• [GOAL]:
In the passage on secret law below, copy everything from "Professor Harold Hongju" down to "and other laws.", word for word.

• [READING PASSAGE]:
Editor’s note: This article is part of the Just Security Symposium on Harold Hongju Koh’s “The National Security Constitution in the 21st Century”.

Professor Harold Hongju Koh’s call for Congress to impose greater transparency regarding secret law is as important and perhaps even more timely than many of his other thoughtful recommendations in his landmark new book The National Security Constitution for the 21st Century. Without question, Congress should as Koh urges finally amend the Insurrection Act, pull back statutory emergency powers, and rewrite the War Powers Resolution (WPR). But ensuring that any secret law-making in the executive branch in particular will get disinfecting sunlight is uniquely important because of the potential for secret law – i.e., unpublished law – to give legal cover for overbroad, unaccountable, and unsustainable uses of these and other laws.

• [SUPPLIED INFORMATION]:
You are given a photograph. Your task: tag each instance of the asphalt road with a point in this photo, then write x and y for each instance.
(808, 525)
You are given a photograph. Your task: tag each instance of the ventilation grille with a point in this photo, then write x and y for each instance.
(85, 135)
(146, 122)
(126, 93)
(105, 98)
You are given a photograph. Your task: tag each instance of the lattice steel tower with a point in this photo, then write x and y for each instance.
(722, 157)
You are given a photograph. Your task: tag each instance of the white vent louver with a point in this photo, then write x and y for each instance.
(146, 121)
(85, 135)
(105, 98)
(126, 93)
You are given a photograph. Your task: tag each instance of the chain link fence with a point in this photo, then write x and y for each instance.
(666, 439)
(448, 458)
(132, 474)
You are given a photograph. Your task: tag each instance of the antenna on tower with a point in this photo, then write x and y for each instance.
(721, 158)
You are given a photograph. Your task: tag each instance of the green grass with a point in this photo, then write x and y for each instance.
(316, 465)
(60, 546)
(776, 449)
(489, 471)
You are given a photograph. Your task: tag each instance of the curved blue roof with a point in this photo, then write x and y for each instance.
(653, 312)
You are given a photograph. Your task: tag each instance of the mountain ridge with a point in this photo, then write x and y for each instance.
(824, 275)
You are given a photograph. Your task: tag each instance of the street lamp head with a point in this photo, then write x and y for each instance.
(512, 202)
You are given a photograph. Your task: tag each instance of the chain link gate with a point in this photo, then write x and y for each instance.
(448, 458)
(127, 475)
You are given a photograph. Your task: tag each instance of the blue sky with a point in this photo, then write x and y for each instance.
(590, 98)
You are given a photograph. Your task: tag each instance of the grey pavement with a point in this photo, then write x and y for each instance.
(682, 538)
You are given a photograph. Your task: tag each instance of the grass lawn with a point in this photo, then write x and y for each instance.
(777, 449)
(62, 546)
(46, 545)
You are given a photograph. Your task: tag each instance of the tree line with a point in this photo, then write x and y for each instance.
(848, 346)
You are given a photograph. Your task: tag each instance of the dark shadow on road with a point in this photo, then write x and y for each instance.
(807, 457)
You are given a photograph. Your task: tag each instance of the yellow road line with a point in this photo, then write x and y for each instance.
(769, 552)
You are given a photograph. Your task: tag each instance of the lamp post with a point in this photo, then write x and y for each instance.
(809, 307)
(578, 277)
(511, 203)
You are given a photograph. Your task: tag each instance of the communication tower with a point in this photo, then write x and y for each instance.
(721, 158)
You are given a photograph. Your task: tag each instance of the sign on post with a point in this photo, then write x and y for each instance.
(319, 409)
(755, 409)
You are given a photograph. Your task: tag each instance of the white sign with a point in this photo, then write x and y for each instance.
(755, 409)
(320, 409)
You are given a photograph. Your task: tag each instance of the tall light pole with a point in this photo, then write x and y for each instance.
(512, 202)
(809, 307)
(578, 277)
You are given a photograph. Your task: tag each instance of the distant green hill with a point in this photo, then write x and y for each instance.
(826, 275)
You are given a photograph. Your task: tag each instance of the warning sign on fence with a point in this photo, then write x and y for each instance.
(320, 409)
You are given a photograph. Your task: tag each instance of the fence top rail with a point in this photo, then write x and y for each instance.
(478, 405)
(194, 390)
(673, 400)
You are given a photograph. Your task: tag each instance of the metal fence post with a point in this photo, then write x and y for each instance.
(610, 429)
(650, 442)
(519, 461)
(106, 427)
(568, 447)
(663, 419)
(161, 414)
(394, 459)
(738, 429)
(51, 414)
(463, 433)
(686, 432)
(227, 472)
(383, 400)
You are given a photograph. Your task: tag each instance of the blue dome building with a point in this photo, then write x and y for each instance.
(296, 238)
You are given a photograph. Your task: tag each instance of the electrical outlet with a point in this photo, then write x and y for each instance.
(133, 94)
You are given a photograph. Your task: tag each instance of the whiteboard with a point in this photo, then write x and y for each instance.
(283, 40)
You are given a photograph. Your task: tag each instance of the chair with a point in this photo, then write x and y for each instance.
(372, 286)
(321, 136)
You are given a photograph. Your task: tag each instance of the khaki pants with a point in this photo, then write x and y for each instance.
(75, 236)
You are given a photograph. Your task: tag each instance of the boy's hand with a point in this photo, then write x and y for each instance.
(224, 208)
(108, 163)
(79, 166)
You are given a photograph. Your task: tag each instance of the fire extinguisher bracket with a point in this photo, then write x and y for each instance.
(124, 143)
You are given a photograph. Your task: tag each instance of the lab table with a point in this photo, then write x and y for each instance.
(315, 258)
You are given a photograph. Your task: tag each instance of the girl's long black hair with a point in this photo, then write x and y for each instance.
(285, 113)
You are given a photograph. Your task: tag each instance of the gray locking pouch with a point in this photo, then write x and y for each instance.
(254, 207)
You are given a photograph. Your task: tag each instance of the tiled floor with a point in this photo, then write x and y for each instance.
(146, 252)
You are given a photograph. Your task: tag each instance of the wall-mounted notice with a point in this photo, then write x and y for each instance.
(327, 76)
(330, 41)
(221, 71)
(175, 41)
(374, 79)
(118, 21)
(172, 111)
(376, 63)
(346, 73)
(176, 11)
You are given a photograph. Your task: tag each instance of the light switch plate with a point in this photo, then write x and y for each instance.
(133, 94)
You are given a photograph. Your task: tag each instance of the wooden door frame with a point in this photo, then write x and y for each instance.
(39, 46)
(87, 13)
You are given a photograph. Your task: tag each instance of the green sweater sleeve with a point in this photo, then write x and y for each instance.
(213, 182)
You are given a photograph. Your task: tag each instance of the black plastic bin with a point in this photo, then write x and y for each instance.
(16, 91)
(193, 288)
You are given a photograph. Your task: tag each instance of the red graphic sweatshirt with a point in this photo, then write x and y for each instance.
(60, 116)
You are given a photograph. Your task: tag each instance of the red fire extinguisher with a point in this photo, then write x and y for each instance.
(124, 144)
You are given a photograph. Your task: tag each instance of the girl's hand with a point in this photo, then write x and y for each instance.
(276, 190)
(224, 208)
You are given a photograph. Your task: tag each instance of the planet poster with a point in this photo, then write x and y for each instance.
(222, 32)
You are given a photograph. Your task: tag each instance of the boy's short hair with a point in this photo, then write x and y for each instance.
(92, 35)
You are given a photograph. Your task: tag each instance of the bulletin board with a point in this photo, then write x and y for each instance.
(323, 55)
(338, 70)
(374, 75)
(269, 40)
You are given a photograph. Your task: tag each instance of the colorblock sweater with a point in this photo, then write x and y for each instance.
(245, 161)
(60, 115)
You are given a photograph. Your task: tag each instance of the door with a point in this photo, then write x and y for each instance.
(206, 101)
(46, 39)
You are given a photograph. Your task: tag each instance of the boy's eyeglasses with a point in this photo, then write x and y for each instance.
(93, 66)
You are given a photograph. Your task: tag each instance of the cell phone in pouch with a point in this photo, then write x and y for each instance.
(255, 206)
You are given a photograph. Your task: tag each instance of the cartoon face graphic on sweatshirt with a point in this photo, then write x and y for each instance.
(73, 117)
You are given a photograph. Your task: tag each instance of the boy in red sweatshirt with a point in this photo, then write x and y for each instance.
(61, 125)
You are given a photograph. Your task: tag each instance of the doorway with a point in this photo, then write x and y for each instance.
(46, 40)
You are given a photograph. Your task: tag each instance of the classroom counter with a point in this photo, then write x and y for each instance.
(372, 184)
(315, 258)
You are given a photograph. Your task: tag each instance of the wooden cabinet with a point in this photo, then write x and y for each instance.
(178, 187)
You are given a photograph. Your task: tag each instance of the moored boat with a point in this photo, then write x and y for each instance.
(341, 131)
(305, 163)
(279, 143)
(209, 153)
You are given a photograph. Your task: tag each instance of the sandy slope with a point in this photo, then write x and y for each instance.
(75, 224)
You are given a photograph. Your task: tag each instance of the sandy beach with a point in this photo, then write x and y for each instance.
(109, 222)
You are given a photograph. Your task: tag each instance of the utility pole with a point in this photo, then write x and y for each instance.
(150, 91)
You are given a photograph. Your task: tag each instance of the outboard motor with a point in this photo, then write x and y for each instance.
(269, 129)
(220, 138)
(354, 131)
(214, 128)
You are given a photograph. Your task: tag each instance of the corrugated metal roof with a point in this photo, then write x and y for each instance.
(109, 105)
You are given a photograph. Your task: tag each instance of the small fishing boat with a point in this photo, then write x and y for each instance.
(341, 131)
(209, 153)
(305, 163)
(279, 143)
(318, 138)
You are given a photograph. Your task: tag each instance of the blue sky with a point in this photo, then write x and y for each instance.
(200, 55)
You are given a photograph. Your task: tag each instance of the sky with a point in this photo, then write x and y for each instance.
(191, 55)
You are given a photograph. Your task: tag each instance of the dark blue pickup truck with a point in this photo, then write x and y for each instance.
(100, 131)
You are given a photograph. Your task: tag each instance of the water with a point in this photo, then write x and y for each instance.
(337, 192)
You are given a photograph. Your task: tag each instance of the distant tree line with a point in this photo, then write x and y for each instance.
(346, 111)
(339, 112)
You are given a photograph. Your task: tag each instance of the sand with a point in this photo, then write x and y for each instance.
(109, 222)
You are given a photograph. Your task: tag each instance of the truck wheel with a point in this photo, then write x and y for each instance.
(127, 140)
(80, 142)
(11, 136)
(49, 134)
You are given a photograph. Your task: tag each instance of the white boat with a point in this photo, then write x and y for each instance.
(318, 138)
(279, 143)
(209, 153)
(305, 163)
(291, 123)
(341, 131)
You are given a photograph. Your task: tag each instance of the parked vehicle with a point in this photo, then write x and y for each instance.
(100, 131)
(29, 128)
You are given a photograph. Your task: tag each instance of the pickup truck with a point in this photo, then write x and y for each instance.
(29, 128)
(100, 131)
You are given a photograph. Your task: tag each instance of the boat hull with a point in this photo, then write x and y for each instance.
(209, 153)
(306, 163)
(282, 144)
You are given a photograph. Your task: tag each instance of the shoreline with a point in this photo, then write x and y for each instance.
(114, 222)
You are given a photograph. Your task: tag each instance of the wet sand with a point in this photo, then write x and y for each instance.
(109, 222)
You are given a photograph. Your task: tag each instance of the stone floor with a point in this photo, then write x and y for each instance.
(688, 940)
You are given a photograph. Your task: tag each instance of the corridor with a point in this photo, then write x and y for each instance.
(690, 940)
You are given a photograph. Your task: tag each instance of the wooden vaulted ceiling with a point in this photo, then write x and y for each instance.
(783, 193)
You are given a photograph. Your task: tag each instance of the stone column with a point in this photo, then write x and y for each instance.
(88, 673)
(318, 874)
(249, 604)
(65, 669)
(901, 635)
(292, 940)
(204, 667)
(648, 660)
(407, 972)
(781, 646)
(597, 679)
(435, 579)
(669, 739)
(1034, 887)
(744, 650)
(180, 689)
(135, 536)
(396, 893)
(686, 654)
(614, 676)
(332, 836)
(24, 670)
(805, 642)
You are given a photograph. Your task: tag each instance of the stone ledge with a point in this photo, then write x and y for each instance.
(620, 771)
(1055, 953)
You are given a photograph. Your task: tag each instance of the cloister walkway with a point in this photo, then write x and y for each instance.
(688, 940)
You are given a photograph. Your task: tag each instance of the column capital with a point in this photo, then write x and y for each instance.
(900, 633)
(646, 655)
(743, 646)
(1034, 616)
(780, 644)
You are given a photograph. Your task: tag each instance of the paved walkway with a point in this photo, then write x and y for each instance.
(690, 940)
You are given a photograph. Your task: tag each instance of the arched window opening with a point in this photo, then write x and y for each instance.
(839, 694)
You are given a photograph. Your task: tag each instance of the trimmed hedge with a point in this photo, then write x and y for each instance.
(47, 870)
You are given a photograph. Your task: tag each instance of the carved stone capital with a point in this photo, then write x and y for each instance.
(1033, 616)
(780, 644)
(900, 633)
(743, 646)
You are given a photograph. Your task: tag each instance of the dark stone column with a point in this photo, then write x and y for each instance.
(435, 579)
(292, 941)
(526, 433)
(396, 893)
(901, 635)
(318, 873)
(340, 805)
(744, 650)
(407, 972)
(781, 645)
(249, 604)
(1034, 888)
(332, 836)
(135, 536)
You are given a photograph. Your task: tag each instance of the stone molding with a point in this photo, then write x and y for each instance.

• [TASK RESULT]:
Professor Harold Hongju Koh’s call for Congress to impose greater transparency regarding secret law is as important and perhaps even more timely than many of his other thoughtful recommendations in his landmark new book The National Security Constitution for the 21st Century. Without question, Congress should as Koh urges finally amend the Insurrection Act, pull back statutory emergency powers, and rewrite the War Powers Resolution (WPR). But ensuring that any secret law-making in the executive branch in particular will get disinfecting sunlight is uniquely important because of the potential for secret law – i.e., unpublished law – to give legal cover for overbroad, unaccountable, and unsustainable uses of these and other laws.